YOUR GOAL -> Look for the line that contains "Each instance of the metal fence"; output that line and every line after it exactly, through the final line of the material below, and nothing else.

DATA TO USE ->
────────────────────────────────────────

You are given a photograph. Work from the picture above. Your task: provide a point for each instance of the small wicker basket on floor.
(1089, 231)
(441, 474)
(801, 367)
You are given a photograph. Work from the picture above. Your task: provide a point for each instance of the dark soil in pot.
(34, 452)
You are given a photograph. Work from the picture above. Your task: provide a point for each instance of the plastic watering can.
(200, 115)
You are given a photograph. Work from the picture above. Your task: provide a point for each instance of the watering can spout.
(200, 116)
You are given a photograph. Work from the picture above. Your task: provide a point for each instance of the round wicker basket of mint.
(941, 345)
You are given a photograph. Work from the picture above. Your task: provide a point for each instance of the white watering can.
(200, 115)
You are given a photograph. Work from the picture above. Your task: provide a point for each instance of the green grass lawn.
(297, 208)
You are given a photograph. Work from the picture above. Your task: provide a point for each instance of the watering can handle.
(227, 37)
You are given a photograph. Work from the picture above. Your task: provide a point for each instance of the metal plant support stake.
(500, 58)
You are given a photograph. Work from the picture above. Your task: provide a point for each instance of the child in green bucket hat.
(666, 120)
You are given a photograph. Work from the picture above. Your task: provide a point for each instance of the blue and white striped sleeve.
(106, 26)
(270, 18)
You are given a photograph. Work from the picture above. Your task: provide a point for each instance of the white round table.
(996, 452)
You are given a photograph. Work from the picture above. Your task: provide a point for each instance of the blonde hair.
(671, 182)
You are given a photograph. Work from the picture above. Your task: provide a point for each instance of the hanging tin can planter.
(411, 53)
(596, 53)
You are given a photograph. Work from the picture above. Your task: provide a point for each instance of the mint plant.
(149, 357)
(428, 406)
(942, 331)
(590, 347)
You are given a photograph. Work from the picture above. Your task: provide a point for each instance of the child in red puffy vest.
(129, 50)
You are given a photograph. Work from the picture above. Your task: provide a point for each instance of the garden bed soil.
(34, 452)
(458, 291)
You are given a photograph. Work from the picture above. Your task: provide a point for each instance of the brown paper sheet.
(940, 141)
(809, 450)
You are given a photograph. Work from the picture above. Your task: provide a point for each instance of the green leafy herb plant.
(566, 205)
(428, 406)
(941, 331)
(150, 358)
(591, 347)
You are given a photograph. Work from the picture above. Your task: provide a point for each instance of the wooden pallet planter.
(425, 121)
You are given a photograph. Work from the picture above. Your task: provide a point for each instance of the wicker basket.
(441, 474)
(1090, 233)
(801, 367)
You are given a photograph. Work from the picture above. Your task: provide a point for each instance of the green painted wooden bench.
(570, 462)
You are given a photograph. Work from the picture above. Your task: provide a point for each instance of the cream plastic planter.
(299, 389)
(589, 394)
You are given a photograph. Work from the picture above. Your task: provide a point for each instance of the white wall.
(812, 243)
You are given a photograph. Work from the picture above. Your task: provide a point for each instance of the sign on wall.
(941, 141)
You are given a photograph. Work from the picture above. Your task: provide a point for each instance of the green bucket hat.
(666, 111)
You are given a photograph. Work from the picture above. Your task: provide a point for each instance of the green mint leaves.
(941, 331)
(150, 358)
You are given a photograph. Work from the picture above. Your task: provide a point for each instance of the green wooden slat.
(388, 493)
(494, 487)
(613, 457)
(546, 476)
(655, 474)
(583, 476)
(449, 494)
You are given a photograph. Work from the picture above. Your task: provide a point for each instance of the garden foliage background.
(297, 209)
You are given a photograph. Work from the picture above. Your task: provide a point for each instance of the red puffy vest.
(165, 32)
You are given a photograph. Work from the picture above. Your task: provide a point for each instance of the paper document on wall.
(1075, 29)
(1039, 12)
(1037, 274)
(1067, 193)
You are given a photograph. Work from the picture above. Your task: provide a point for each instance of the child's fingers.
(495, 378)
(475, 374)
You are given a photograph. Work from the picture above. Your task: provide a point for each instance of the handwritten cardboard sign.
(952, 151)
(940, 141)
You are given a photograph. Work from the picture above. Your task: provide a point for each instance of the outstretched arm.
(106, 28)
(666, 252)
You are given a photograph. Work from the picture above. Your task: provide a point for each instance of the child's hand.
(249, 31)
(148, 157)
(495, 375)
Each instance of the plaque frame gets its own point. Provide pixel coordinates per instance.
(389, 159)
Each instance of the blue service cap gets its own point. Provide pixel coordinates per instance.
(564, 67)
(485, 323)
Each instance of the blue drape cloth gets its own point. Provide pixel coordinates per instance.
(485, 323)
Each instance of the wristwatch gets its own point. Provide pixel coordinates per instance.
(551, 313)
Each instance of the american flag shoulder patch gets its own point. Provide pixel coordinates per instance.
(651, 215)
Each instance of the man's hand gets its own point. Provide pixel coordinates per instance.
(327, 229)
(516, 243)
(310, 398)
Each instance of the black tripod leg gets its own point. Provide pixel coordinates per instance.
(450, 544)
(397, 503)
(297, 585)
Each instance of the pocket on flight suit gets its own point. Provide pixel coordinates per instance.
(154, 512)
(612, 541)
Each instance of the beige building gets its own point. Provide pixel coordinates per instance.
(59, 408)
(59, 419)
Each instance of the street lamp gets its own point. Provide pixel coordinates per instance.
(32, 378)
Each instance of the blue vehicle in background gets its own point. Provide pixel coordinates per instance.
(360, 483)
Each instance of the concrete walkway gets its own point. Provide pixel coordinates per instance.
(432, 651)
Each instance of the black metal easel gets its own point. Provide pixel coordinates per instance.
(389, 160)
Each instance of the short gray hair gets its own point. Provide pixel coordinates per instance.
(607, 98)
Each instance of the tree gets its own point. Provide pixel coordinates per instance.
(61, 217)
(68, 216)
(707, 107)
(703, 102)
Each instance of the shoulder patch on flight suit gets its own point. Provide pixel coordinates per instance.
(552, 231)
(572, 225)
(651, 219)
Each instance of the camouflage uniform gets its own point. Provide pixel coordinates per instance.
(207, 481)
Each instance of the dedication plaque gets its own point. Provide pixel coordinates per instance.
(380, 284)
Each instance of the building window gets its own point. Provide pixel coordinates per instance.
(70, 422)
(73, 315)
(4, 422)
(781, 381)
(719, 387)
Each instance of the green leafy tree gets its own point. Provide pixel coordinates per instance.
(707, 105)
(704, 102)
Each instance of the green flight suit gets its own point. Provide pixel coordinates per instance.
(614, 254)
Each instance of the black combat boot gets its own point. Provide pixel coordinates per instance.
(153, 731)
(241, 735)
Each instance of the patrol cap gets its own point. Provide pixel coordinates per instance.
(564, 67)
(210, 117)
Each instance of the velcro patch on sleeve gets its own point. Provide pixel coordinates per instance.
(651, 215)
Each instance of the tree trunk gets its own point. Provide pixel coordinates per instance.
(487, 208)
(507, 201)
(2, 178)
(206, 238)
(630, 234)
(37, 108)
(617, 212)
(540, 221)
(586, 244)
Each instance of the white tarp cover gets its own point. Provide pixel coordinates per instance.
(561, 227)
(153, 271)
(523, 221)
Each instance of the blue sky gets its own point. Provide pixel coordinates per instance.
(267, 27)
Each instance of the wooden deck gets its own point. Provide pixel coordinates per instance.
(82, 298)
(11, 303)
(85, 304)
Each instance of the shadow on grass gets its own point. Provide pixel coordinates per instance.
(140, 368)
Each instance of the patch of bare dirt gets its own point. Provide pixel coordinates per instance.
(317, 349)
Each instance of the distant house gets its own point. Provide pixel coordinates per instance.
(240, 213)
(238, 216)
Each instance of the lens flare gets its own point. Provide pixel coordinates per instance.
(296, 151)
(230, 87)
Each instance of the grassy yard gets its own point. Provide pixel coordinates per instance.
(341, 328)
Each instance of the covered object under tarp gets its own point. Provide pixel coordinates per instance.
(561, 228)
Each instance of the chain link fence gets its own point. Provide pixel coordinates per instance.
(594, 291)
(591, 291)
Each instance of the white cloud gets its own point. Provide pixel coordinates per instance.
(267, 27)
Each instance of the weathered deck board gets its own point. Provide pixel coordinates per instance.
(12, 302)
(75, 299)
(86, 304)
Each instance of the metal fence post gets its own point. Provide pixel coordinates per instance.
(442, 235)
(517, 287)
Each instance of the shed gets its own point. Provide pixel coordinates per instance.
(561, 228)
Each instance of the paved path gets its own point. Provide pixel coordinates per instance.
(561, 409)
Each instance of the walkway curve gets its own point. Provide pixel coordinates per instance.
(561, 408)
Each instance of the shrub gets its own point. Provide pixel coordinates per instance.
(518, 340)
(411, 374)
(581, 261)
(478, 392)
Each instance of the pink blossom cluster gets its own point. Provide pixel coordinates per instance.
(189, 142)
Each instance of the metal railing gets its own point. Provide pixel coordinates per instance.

────────────────────────────────────────

THE COMPLETED TASK ->
Each instance of the metal fence post gets its own point. Provide pixel coordinates per instance.
(442, 235)
(517, 287)
Each instance of the shed gets its own point. Provide pixel coordinates per instance.
(561, 228)
Each instance of the paved path gets its own point. Provide pixel coordinates per instance.
(561, 409)
Each instance of the walkway curve gets its own point. Provide pixel coordinates per instance.
(561, 408)
Each instance of the shrub gets its own point. Provide pixel coordinates per instance.
(518, 340)
(411, 374)
(581, 261)
(478, 392)
Each instance of the pink blossom cluster gets its own point. Provide pixel coordinates per instance.
(189, 142)
Each instance of the metal railing gets its own point. Provide pixel coordinates per instance.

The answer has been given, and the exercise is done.